:: Task requirements ::
Collect each line in the items below that contains the string "with", and copy every such line in full. A match counts only if its case is identical.

:: Exercise inputs ::

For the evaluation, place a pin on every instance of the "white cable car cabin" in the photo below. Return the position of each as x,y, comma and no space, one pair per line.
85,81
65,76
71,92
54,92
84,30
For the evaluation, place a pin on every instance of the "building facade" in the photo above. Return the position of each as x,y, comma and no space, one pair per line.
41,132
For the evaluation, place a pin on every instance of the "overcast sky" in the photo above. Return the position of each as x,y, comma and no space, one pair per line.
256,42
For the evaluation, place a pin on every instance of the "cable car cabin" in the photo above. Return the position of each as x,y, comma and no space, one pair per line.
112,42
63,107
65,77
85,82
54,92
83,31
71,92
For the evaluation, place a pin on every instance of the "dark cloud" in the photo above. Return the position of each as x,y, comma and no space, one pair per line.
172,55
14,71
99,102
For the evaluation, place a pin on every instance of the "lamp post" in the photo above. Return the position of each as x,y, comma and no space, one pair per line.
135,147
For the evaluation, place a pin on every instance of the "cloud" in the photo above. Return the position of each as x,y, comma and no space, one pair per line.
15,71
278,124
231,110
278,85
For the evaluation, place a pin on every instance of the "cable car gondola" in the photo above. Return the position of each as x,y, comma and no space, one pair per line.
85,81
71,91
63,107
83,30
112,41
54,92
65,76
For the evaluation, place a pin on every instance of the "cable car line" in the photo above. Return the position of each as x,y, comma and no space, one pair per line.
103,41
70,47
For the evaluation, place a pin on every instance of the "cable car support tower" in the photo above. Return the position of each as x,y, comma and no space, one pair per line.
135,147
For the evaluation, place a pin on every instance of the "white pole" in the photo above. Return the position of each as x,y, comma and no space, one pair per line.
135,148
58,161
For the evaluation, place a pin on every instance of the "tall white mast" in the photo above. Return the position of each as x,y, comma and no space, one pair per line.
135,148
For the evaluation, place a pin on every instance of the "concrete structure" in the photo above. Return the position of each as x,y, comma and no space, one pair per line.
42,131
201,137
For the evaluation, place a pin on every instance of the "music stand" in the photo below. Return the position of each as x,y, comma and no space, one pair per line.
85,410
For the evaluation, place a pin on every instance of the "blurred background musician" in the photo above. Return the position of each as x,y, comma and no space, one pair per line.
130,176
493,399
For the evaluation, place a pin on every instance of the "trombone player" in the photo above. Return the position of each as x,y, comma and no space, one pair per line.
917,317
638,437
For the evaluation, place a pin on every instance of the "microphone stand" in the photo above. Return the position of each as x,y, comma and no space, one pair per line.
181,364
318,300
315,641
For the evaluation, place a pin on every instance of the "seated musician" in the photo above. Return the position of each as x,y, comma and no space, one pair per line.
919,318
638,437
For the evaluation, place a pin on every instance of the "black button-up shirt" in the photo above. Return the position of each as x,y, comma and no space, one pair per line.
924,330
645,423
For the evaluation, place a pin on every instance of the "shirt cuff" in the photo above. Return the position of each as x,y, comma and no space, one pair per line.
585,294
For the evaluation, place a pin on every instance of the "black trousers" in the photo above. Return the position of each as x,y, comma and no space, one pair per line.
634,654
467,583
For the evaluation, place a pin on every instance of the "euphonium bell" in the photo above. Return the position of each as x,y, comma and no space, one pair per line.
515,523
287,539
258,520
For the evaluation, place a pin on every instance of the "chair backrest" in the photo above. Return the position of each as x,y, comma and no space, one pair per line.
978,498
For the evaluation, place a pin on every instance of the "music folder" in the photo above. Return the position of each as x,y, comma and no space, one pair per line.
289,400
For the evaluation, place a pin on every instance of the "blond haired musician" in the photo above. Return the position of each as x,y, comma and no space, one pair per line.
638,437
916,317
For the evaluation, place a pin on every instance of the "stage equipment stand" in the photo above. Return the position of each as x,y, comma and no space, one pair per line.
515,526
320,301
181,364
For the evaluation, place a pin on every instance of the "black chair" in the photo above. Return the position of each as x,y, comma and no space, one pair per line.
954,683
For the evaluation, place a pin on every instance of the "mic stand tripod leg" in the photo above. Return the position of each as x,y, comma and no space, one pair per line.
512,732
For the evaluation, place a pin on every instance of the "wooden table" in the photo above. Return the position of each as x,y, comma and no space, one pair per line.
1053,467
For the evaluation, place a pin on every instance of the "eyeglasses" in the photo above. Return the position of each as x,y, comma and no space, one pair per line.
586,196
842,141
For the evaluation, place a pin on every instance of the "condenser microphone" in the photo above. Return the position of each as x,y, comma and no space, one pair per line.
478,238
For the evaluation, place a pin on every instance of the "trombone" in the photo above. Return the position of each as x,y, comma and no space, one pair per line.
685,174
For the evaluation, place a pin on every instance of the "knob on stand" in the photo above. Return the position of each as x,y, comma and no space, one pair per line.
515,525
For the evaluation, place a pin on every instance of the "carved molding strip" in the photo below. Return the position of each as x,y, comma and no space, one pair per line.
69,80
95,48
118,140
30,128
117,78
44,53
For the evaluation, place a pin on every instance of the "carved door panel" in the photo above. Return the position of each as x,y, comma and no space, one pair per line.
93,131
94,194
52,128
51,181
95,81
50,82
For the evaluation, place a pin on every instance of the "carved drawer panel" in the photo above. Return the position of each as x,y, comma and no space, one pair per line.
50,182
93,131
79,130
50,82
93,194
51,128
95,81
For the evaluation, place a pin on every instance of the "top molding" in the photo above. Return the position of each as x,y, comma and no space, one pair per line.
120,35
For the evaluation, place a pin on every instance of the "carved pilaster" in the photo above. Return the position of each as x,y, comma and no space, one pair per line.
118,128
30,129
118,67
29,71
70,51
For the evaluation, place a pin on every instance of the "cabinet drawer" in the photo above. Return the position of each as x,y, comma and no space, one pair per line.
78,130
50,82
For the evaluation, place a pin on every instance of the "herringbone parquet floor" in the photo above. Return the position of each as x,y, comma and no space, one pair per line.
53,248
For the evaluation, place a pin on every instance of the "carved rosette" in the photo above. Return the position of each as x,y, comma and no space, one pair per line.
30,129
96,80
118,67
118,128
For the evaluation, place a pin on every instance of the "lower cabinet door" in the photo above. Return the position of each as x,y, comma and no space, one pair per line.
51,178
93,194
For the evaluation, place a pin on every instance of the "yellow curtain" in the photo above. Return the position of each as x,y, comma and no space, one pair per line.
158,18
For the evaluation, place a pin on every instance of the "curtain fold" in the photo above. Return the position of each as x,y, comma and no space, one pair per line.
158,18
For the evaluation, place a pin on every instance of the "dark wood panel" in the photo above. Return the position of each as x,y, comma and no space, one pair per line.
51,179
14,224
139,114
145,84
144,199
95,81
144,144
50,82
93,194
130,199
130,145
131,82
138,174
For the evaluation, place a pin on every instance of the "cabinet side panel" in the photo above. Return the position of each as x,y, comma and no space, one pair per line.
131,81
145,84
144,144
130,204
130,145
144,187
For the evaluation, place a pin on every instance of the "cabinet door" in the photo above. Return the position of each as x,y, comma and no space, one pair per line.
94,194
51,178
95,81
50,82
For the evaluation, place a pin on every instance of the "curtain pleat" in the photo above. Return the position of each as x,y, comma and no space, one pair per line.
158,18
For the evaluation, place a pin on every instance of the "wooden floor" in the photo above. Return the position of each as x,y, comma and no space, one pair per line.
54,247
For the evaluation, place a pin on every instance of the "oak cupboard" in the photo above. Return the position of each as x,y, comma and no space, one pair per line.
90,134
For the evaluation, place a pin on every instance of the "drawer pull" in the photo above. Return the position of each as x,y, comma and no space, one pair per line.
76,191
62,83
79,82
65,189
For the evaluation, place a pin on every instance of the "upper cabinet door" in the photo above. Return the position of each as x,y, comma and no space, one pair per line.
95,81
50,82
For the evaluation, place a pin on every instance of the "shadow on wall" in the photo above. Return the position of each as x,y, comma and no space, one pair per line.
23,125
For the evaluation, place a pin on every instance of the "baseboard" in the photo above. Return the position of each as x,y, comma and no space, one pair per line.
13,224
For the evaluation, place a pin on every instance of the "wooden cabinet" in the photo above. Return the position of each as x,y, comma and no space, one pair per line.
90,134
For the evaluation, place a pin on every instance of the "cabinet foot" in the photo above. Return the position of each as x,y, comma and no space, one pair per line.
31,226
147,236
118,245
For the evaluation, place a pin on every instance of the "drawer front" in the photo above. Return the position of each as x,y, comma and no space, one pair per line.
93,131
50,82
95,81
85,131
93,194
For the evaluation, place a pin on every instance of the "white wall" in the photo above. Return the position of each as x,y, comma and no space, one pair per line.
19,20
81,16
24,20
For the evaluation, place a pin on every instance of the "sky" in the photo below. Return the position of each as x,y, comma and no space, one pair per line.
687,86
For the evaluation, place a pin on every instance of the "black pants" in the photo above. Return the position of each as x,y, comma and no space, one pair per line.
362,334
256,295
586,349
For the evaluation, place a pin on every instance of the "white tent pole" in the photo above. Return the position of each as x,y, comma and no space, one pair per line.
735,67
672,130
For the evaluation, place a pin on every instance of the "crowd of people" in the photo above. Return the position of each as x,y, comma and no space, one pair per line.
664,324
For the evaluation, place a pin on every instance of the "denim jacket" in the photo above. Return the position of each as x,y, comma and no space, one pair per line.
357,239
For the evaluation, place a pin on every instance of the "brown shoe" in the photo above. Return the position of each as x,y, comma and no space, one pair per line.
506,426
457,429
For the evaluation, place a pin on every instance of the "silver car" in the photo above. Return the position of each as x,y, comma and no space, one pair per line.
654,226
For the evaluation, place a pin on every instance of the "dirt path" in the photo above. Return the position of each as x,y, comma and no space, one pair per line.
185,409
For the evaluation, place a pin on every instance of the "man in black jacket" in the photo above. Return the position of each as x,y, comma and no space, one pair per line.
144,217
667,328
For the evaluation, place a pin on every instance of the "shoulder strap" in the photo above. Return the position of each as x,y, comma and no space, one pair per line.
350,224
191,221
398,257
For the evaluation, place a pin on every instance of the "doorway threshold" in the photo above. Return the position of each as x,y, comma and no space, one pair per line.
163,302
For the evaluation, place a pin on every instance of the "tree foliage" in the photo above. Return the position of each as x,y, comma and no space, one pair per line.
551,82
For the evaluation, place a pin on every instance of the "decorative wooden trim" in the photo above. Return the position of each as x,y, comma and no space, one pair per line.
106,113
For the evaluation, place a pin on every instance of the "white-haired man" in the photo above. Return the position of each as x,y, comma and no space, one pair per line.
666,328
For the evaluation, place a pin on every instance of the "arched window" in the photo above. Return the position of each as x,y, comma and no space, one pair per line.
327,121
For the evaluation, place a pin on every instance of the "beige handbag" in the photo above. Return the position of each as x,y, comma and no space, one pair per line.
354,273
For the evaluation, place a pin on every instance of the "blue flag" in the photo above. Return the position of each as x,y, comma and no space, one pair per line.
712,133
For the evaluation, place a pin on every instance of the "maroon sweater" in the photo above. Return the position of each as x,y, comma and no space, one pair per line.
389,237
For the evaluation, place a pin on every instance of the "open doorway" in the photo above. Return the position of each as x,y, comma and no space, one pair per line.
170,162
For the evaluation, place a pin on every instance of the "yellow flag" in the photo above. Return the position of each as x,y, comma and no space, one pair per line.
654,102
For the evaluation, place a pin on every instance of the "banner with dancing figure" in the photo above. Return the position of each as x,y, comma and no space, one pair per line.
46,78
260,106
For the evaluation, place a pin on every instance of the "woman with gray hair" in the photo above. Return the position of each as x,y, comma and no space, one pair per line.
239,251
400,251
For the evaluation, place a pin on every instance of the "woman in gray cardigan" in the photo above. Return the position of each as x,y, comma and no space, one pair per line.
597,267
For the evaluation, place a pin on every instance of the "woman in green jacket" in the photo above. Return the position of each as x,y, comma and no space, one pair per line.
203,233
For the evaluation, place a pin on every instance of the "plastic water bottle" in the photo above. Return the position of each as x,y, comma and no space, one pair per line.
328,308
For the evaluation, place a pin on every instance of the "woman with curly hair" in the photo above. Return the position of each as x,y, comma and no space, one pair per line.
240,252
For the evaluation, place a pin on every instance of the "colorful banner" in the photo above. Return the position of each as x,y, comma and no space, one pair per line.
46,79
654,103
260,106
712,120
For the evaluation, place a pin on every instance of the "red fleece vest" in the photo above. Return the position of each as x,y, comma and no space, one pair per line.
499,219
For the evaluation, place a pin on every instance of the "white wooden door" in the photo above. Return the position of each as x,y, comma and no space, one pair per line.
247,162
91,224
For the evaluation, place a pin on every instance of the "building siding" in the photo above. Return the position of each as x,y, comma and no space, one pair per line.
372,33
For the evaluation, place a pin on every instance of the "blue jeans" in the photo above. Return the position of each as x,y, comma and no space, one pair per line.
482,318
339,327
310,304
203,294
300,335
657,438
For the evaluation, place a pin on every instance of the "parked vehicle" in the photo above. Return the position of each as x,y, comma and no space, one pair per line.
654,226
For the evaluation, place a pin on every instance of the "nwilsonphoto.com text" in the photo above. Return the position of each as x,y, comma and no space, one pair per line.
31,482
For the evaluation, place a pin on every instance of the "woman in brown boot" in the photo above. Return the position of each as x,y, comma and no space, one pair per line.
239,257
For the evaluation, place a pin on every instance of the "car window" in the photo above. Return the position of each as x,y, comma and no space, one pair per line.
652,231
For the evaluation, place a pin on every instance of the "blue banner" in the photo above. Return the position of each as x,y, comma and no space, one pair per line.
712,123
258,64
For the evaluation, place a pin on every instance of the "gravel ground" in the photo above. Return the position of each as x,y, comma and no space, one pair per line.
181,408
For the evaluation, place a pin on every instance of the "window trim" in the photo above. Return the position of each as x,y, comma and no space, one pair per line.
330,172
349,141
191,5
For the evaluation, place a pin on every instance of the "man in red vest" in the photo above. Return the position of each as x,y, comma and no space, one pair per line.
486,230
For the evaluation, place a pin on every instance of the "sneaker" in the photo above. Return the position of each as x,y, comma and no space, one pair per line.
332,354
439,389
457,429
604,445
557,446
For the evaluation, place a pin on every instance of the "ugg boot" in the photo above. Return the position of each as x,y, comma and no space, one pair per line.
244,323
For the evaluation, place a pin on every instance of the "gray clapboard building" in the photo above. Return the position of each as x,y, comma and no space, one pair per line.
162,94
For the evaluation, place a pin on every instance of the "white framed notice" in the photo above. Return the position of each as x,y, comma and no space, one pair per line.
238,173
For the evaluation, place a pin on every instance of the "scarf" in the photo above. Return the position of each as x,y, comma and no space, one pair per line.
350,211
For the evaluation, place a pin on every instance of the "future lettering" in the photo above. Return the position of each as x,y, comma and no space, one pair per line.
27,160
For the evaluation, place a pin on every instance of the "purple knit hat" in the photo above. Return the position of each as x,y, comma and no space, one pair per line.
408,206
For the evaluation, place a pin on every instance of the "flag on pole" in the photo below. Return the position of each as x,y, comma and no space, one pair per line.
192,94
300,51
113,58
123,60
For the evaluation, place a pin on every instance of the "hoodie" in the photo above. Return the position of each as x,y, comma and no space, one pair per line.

:: Exercise solution ::
For the evaluation, place a pin on every instance of the "banner with dancing figure" in the photo above. Return the position of each as x,y, comma and no space, one pair per line.
For the evaluation, place a pin on every instance of the "woman with gray hair" in the photo above. Return the position of each as x,y, comma and no space, one pair per line.
For the evaluation, place a pin on every instance of the "woman with curly hair" in the photo above. Return the position of each as x,y, comma and no space, one pair per line.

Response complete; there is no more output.